Put the data from the line containing "Can you see the hockey player in navy" through the end of the data into a two-column CSV headed input and output, with each text in its own row beside its answer, every field quoted, and line breaks turned into spaces. Leave the picture lines out.

Pointing data for named objects:
- - - -

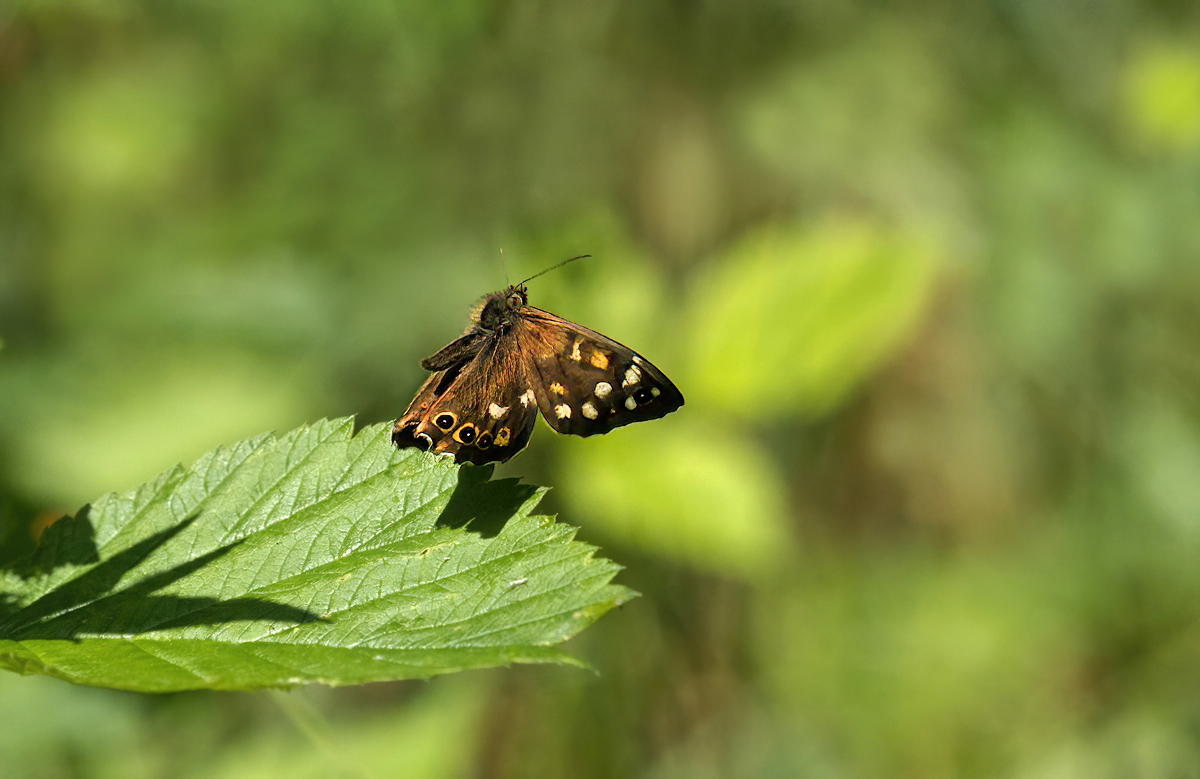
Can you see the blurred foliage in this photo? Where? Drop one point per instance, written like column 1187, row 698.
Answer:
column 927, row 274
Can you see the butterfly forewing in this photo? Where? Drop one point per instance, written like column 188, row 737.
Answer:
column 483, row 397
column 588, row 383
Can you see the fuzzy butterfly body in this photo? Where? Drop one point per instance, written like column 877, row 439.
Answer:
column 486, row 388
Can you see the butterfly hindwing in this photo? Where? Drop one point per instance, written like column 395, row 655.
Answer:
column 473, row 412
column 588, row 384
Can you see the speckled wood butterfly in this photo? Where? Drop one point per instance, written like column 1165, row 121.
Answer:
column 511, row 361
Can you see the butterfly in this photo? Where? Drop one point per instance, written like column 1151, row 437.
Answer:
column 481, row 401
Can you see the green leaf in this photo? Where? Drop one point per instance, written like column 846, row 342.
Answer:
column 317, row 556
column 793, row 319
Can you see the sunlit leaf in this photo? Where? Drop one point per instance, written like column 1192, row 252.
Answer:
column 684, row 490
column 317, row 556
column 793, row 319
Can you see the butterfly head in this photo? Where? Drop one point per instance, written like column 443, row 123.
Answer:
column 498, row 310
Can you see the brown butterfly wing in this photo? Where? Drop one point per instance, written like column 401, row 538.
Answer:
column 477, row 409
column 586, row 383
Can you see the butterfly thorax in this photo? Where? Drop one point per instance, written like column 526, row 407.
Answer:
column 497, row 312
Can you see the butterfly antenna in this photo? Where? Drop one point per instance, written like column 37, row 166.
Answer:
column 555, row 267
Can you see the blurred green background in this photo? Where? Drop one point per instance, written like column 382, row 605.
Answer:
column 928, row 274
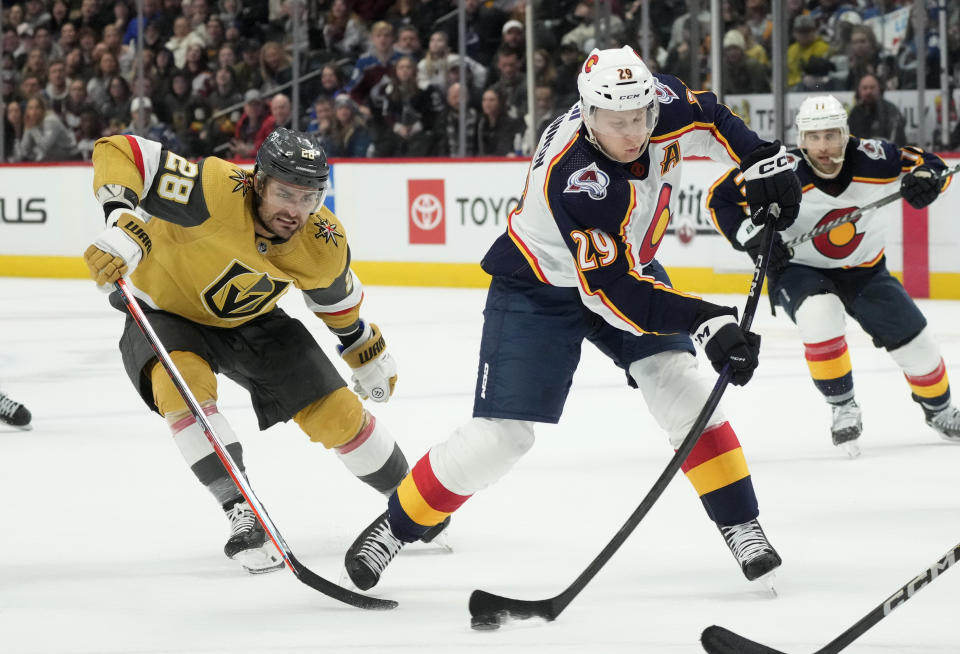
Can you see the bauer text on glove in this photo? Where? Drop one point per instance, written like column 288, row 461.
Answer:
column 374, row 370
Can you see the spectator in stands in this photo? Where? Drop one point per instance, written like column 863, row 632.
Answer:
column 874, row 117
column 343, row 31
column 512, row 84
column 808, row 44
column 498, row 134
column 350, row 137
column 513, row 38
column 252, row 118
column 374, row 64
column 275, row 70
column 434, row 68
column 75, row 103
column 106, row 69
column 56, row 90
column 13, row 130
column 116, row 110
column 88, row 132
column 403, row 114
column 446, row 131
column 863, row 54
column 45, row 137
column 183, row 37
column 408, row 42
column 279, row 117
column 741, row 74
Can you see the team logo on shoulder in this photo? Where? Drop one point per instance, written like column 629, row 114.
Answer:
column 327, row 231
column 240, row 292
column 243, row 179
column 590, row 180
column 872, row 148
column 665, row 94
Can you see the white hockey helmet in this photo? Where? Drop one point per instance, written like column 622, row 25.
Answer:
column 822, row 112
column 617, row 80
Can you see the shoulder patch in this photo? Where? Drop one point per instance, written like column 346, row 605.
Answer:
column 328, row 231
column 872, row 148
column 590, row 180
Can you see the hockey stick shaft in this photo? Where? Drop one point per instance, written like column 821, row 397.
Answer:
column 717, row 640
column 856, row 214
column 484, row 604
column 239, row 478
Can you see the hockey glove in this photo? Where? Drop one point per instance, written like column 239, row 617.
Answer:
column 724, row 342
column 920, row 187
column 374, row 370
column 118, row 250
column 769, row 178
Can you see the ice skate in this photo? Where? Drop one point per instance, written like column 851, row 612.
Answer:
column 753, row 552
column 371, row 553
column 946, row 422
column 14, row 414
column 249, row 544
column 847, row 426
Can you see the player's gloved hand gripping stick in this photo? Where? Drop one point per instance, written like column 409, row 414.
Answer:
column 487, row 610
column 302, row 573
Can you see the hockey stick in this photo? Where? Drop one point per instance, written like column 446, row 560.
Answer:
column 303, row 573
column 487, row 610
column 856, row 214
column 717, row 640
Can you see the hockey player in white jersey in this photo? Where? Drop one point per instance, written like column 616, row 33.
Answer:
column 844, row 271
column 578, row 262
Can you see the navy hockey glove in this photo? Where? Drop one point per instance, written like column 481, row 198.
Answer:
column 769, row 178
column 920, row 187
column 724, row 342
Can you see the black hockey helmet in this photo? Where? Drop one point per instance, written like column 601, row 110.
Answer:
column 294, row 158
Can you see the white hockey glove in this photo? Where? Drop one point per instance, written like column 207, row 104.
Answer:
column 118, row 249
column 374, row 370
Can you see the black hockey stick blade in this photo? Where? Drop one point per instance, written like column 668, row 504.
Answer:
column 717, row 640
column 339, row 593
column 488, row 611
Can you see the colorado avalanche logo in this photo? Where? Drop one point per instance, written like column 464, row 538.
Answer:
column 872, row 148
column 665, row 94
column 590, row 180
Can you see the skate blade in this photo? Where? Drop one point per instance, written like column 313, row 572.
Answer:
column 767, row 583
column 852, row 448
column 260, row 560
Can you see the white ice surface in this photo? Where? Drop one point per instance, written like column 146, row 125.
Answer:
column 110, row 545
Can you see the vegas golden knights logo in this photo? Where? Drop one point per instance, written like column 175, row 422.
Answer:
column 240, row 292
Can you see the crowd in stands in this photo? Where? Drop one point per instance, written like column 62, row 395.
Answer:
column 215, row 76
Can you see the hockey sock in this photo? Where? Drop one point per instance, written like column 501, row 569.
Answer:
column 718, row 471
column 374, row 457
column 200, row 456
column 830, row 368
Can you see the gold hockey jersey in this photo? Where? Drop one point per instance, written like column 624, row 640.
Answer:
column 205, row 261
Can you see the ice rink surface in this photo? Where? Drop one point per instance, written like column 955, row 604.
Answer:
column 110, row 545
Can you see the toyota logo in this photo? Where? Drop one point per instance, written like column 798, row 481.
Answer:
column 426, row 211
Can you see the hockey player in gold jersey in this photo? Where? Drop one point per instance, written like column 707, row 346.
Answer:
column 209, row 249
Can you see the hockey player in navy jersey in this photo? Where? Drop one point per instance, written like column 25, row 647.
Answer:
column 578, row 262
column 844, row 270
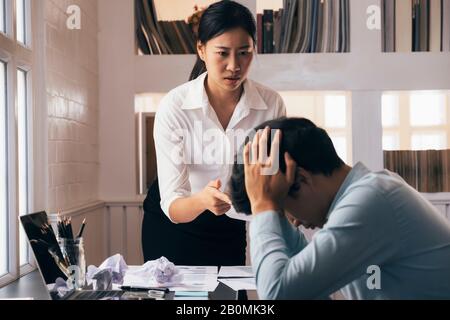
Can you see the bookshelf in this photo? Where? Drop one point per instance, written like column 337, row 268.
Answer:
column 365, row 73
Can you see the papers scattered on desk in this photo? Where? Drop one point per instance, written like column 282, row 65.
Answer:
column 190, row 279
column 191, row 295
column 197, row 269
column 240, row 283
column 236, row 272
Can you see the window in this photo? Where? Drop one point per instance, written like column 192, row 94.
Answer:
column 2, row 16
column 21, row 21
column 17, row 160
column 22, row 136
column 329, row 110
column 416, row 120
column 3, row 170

- - - -

• [The result]
input,output
"Can you see the hockey player in navy jersey in this photo? Where? Drop one point per instance, written like column 25, row 647. Answer:","column 578, row 262 column 844, row 270"
"Can you see the bookshelf in this photo? Where? Drop one point per instance, written like column 337, row 268. Answer:","column 365, row 73"
"Can you see the papers scattered on desk in this photo? Where? Drop one point per instance, written like column 282, row 65. Answer:","column 190, row 279 column 191, row 295 column 197, row 269 column 240, row 283 column 236, row 272"
"Can you see the window in this photo? Where? Drop one point per instance, written like column 192, row 94. Answer:","column 2, row 16 column 21, row 21 column 17, row 160 column 22, row 136 column 329, row 110 column 416, row 120 column 3, row 170"